Task objective:
Looking through the records that follow, determine how many lines contain "after" and reply with that number alone.

The data:

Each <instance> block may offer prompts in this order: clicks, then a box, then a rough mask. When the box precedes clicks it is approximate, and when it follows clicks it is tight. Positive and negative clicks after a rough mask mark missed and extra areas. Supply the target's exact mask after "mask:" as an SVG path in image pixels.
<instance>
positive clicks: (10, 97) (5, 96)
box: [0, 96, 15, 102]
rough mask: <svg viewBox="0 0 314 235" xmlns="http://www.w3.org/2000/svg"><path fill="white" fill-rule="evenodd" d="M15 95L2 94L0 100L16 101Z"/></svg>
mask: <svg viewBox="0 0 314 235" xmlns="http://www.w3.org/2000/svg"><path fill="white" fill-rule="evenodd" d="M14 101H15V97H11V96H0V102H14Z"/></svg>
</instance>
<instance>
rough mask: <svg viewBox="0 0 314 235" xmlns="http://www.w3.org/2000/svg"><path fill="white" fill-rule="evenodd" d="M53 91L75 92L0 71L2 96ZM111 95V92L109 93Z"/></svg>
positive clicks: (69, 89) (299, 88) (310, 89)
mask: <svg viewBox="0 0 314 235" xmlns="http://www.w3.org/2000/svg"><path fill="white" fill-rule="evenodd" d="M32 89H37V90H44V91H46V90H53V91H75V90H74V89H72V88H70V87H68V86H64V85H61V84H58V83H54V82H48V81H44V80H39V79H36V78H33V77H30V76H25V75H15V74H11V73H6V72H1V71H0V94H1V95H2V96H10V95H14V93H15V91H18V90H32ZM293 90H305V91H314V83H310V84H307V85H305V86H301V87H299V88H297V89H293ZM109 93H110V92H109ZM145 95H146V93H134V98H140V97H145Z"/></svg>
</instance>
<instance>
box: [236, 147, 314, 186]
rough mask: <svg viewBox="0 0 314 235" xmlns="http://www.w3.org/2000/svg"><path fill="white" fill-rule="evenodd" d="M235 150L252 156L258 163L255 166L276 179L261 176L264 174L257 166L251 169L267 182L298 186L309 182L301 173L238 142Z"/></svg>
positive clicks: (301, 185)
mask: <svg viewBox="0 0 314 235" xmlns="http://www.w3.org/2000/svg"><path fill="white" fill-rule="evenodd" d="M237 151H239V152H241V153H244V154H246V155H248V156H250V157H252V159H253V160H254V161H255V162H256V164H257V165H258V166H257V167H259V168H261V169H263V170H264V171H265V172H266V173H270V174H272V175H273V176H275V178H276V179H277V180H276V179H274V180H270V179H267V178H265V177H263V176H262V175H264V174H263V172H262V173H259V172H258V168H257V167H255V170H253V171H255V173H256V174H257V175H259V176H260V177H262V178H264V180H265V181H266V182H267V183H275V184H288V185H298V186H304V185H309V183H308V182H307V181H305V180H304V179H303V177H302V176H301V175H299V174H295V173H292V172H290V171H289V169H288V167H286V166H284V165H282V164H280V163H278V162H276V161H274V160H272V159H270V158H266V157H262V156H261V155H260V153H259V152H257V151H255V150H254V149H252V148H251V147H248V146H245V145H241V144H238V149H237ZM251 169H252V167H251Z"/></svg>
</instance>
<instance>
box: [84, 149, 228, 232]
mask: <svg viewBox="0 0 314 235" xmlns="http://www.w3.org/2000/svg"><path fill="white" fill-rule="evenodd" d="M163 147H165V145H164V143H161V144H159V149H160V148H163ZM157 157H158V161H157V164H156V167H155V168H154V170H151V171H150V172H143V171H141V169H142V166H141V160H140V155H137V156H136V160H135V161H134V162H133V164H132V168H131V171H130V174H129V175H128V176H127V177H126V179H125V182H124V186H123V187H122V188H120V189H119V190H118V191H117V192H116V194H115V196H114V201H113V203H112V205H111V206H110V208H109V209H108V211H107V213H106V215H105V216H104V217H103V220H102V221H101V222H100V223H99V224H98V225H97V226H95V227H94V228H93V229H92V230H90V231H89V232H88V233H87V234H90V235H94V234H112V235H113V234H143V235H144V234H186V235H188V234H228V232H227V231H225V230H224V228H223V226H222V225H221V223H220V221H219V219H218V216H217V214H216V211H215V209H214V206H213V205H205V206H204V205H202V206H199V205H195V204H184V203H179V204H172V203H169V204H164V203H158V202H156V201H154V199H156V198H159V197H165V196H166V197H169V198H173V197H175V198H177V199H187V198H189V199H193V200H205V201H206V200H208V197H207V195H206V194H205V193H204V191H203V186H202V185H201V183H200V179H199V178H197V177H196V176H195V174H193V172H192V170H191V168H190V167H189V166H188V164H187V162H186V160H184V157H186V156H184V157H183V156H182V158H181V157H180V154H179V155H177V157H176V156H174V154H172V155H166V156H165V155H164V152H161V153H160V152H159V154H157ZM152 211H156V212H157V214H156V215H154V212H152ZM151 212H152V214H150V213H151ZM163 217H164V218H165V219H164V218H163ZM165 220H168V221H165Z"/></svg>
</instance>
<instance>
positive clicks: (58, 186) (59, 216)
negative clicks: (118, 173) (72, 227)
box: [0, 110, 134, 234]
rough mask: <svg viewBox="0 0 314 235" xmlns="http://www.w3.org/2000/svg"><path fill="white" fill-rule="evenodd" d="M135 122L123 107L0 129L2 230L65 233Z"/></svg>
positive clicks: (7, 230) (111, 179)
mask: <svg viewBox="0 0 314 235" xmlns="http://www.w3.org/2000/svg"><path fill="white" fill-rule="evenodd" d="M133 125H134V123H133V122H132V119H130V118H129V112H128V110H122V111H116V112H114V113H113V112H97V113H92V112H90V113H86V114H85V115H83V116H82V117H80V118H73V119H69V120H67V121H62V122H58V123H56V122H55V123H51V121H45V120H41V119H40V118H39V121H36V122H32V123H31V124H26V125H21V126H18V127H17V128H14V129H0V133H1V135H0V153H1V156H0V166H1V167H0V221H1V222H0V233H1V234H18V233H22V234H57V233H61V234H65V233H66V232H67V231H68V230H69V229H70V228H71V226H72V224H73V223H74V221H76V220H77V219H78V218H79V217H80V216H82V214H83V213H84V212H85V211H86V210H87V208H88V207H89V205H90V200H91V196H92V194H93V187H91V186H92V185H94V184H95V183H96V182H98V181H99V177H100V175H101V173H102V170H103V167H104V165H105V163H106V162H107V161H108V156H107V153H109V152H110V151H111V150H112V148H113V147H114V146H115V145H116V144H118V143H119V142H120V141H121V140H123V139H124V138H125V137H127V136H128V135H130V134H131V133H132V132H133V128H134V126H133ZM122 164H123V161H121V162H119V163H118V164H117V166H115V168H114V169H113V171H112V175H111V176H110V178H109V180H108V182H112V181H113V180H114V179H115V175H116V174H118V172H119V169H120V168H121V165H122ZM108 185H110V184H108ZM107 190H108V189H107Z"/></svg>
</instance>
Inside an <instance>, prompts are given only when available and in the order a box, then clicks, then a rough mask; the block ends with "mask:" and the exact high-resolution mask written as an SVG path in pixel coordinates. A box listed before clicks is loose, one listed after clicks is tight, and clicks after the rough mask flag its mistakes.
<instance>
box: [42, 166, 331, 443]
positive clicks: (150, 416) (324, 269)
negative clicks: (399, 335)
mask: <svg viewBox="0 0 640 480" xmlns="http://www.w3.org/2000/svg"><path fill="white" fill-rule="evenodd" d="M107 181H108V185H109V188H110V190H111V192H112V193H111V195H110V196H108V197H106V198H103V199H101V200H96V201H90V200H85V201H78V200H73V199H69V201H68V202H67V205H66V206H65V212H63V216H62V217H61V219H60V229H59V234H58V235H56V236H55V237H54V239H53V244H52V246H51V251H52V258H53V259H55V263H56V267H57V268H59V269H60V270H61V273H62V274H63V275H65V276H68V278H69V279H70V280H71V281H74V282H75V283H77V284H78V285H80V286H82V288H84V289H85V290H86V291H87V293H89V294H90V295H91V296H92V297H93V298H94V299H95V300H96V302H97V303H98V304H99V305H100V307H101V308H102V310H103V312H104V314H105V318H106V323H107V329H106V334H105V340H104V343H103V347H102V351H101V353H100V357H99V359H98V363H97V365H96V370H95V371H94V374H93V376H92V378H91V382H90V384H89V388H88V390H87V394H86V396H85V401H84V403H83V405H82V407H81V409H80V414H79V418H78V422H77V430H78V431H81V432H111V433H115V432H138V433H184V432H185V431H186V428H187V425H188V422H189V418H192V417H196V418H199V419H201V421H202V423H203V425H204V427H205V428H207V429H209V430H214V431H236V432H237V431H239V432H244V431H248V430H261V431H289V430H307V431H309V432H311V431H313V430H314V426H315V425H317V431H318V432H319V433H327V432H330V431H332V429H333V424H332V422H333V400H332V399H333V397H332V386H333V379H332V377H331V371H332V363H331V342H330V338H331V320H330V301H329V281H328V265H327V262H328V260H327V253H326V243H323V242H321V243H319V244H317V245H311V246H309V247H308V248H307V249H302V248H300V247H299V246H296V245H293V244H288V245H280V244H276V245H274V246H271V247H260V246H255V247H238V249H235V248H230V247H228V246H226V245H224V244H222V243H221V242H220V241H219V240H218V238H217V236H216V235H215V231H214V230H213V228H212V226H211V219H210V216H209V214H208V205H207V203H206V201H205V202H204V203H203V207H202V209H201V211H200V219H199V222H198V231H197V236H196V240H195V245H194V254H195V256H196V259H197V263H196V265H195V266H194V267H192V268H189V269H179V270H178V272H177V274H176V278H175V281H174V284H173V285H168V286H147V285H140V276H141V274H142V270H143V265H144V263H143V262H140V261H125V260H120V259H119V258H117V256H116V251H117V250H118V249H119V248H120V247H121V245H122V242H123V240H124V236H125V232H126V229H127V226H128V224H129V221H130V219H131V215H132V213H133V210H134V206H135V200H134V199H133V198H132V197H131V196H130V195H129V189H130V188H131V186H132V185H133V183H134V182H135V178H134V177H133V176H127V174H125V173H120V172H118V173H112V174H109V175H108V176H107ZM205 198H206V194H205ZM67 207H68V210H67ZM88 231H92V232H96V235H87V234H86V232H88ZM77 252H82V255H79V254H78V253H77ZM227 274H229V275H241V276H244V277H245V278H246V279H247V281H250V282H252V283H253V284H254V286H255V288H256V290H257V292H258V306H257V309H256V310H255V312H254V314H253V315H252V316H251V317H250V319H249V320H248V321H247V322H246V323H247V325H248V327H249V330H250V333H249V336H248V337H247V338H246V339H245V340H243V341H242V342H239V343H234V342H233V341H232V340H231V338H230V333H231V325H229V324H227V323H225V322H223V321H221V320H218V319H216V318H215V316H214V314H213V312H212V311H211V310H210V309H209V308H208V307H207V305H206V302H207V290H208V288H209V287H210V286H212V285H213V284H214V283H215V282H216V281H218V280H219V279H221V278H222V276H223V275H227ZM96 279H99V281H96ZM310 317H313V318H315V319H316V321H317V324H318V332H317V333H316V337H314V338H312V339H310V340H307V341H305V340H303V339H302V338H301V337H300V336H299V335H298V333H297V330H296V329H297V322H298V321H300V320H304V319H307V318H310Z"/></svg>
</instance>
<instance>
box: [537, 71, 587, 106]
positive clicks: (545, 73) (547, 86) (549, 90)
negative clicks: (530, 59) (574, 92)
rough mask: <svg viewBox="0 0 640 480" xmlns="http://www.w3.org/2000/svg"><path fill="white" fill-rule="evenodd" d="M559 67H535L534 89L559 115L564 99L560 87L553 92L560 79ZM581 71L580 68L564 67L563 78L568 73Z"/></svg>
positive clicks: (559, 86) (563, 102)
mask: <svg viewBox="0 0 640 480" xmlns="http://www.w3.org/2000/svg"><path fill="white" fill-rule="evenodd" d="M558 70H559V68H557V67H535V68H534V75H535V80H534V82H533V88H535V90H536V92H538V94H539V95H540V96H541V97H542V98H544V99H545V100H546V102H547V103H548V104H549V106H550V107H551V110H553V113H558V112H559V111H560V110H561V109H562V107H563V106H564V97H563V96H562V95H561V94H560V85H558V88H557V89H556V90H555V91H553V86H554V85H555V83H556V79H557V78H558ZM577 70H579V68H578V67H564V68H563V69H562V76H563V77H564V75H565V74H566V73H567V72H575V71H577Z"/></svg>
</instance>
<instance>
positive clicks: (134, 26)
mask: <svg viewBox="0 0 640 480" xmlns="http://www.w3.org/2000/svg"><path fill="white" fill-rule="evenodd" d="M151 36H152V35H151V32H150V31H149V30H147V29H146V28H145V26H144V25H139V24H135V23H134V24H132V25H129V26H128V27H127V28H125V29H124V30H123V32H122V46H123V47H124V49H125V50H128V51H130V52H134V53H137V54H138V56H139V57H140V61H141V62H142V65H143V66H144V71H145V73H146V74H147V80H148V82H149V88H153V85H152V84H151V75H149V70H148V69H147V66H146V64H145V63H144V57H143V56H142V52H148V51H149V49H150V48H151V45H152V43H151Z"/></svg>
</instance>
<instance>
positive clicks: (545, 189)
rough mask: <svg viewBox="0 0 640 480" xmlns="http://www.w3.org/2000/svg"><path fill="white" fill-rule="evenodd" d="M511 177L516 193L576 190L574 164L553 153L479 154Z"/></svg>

Task solution:
2